**WORK TO BE COMPLETED:**
The full set of lines below has to be written out again exactly.

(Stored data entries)

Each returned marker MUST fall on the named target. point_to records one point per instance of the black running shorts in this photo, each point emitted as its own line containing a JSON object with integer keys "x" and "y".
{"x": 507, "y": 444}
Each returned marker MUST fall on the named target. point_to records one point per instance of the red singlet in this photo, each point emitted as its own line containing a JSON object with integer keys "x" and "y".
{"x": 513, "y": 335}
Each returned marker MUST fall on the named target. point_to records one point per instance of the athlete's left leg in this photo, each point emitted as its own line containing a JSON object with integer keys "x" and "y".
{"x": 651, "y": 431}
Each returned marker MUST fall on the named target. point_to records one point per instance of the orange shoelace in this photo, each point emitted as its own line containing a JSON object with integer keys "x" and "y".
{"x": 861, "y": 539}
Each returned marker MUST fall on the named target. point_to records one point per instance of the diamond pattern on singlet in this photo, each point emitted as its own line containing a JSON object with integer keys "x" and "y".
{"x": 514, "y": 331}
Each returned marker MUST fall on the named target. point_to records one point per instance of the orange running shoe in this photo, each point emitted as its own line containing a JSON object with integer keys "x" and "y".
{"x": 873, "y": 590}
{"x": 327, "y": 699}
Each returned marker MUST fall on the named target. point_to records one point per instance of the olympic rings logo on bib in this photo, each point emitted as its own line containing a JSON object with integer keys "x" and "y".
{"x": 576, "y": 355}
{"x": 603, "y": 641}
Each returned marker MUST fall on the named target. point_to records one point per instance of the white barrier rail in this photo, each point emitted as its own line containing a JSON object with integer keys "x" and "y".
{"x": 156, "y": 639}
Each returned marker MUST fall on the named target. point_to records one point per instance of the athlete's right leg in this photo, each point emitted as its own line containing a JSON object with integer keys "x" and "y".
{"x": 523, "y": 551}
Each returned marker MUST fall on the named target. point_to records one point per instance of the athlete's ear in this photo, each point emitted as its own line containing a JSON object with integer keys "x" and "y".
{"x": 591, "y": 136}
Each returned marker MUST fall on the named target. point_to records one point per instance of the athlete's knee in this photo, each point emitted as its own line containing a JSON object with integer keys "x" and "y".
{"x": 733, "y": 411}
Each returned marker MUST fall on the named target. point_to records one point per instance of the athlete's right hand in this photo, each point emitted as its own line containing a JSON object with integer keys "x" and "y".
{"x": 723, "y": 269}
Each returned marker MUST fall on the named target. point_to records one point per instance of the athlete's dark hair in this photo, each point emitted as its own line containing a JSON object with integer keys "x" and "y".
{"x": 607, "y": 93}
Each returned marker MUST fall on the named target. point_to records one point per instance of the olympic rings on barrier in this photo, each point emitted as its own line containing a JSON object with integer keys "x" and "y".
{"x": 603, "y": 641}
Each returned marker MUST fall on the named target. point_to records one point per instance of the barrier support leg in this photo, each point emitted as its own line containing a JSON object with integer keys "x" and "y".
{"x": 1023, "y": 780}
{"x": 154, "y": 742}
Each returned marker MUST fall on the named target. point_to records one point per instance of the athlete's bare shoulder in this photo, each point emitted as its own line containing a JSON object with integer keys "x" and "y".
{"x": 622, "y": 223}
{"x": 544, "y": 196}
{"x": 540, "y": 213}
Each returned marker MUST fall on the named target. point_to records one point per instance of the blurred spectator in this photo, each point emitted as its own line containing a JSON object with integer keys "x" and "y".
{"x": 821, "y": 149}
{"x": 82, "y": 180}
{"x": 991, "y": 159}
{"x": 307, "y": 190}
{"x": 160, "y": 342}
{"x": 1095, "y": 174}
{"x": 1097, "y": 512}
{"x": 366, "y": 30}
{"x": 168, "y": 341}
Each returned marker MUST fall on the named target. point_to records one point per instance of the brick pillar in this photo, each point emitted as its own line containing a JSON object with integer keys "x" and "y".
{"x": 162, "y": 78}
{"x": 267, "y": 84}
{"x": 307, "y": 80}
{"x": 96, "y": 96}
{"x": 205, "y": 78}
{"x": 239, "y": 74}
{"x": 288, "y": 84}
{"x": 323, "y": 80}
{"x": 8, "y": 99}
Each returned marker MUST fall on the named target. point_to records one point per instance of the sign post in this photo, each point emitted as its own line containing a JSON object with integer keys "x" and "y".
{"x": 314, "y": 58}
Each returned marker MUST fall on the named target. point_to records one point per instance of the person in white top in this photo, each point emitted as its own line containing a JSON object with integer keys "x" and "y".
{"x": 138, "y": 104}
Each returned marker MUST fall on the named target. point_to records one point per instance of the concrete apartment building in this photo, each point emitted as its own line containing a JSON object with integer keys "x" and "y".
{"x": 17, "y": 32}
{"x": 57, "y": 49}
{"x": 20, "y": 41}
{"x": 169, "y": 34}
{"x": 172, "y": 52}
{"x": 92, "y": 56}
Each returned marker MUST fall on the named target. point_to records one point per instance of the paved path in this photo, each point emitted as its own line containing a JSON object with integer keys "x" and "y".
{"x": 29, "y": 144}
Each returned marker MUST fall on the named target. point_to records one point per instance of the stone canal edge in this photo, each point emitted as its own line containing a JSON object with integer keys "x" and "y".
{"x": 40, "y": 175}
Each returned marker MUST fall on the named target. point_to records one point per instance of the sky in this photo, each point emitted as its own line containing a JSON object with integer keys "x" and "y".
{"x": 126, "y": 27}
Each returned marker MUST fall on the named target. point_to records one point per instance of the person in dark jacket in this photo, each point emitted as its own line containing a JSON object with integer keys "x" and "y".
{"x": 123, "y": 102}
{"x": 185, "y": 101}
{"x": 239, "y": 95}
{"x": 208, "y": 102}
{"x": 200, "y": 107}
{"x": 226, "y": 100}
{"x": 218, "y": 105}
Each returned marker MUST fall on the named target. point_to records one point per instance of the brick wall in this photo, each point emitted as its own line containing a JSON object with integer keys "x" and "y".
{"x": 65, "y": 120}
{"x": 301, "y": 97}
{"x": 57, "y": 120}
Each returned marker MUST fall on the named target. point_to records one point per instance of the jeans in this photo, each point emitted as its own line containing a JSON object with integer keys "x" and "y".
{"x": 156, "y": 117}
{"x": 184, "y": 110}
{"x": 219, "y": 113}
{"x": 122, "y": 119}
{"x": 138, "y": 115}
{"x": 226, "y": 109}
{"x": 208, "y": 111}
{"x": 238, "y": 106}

**TASK RESULT:**
Each returned marker MUST fall on the named target. point_to records one point per instance of the black running shorts in this photo, each point emitted as its own line containing a JSON object with integer keys "x" and "y".
{"x": 507, "y": 444}
Each returned marker MUST fall on the named target. point_to records one point per instance of the red singlet in this photo, each point emitted as its own line containing a JSON object with integer keys "x" and "y".
{"x": 513, "y": 335}
Each returned marker MUST fall on the named target. point_to records one point per instance of the athlete's left leg in this photo, each point emitted as its own line containing a JSON object with integer keys "x" and "y".
{"x": 651, "y": 431}
Each returned marker MUST fall on the named target. point_to records one point per instance of the orange shoelace in this photo, each point emitted as its own line containing a JSON object with integer keys "x" and "y".
{"x": 861, "y": 539}
Each returned marker MUST fall on the named target. point_to records one point per instance of the diamond pattern on singlet in this photo, each point emitted as its own line containing a JSON object with integer keys "x" and "y".
{"x": 514, "y": 331}
Each returned marker MUST fall on the named target. point_to records one point per instance of the orange running shoe in this photo, each point emitted as its own line containing a JSON object with integer keys "x" and "y".
{"x": 873, "y": 590}
{"x": 327, "y": 699}
Each returned marker MUST fall on the named target. point_to records one point per instance of the olympic rings logo on bib in this photo, each point emitted as its own line containing a JSON object with integer keys "x" and "y".
{"x": 576, "y": 355}
{"x": 603, "y": 641}
Each returned marker MUST fall on the named target. point_to records one point per instance of the white barrier rail in this photo, each point emitted as its own line containing a JSON object with integer keys "x" and "y".
{"x": 156, "y": 639}
Each returned marker MUST fall on the named target. point_to records one point per instance of the athlete's right leg in this photo, each point emitted as its own line containing a JSON object with integer keys "x" and "y".
{"x": 523, "y": 551}
Each returned marker MUST fall on the named target. point_to records one point per instance of the athlete's ear in this photo, each point emitted as its own line containing a JSON object with integer keys "x" and "y".
{"x": 591, "y": 136}
Each returned marker MUST fall on the named target. point_to records one point per instance of the athlete's knee in this photo, each point emitted as its own line containing a JSON object with integer keys "x" and "y".
{"x": 733, "y": 411}
Each returned marker MUST fall on the named target. point_to records one point per instance of the athlete's right hand in this photo, each point emitted as its own line containing a JSON object with integer keys "x" and "y".
{"x": 723, "y": 269}
Each returned marker MUST fall on the named target. point_to records one point per instance of the athlete's dark hair in this photo, each point emitted as its own line containing a JSON object with integer keys "x" and "y".
{"x": 607, "y": 93}
Each returned marker MUST fall on the named target. point_to records one point per instance of the olympic rings on barrier in this photo, each point emitted as its own line containing a JSON object with integer keys "x" and "y".
{"x": 603, "y": 641}
Each returned marker MUST fall on the named target. point_to records one point per instance of the barrier support leg in this photo, each point emitted as its own line containing a JSON object with integer keys "x" and "y".
{"x": 1023, "y": 780}
{"x": 154, "y": 742}
Each returned marker MUST fall on the named target. point_to records one point per instance of the athlete's bare shoulder in this photo, each point emitted as its own line containing a JSON object with integer keys "x" and "y".
{"x": 622, "y": 223}
{"x": 544, "y": 196}
{"x": 540, "y": 213}
Each returned marker MUST fall on the named target. point_to records one point per instance of the blurred spectator in this photo, each point emitted as its own line containing a JSON object with integer keys "x" and "y".
{"x": 821, "y": 149}
{"x": 82, "y": 180}
{"x": 991, "y": 159}
{"x": 307, "y": 190}
{"x": 160, "y": 342}
{"x": 1095, "y": 174}
{"x": 1097, "y": 512}
{"x": 366, "y": 30}
{"x": 168, "y": 341}
Each returned marker MUST fall on the named target. point_to records one point per instance of the brick pillar in this photo, each point emitted as its own line containing a JSON object with integer keys "x" and "y".
{"x": 162, "y": 78}
{"x": 267, "y": 84}
{"x": 307, "y": 80}
{"x": 96, "y": 96}
{"x": 205, "y": 78}
{"x": 239, "y": 74}
{"x": 288, "y": 84}
{"x": 323, "y": 80}
{"x": 8, "y": 99}
Each returned marker MUST fall on the named target. point_to records one point per instance of the sign post in this photo, each point emitted as its own line containing a JSON object with integer keys "x" and "y".
{"x": 314, "y": 58}
Each returned marker MUST fall on the named target. point_to records one point per instance of the person in white top in this photo, each point emitted as its own line containing a JSON object with integer keys "x" and "y".
{"x": 138, "y": 104}
Each returned marker MUST fall on the named target. point_to records one point per instance of the concrete apartment building in this photo, each point emitted as its own line containing a JSON object with integer keys "x" and "y".
{"x": 17, "y": 32}
{"x": 57, "y": 49}
{"x": 20, "y": 41}
{"x": 169, "y": 34}
{"x": 172, "y": 52}
{"x": 92, "y": 56}
Each returned marker MUST fall on the named target. point_to records one point per instance of the paved path in this photo, each point emitted as its own line containing a JSON object with integer keys "x" and "y".
{"x": 29, "y": 144}
Each returned marker MUST fall on the named target. point_to records one point per instance of the stone canal edge in this photo, each point emitted as its own line containing a JSON object with integer keys "x" and "y".
{"x": 40, "y": 175}
Each returned marker MUST fall on the named target. point_to records one point per instance of the sky in this photo, each point emitted as its own line containing a JSON object with integer keys "x" and "y".
{"x": 126, "y": 27}
Each returned marker MUST fall on the named target. point_to records one point per instance of the person in dark jacket in this photo, each point emitted as its own line containing a JSON object with integer keys "x" and "y".
{"x": 123, "y": 102}
{"x": 185, "y": 101}
{"x": 239, "y": 95}
{"x": 208, "y": 102}
{"x": 200, "y": 107}
{"x": 226, "y": 100}
{"x": 218, "y": 105}
Each returned marker MUST fall on the named target. point_to records one point per instance of the brick wall in this photo, each point emitted as its own line containing a JSON object with integer keys "x" and "y".
{"x": 65, "y": 120}
{"x": 301, "y": 97}
{"x": 57, "y": 120}
Each returned marker MUST fall on the named target. point_to records one point per instance of the jeans in this photo, each point emitted as its own line containing a JSON object with integer keys "x" and "y".
{"x": 156, "y": 117}
{"x": 184, "y": 110}
{"x": 219, "y": 113}
{"x": 122, "y": 119}
{"x": 138, "y": 115}
{"x": 226, "y": 109}
{"x": 208, "y": 111}
{"x": 238, "y": 106}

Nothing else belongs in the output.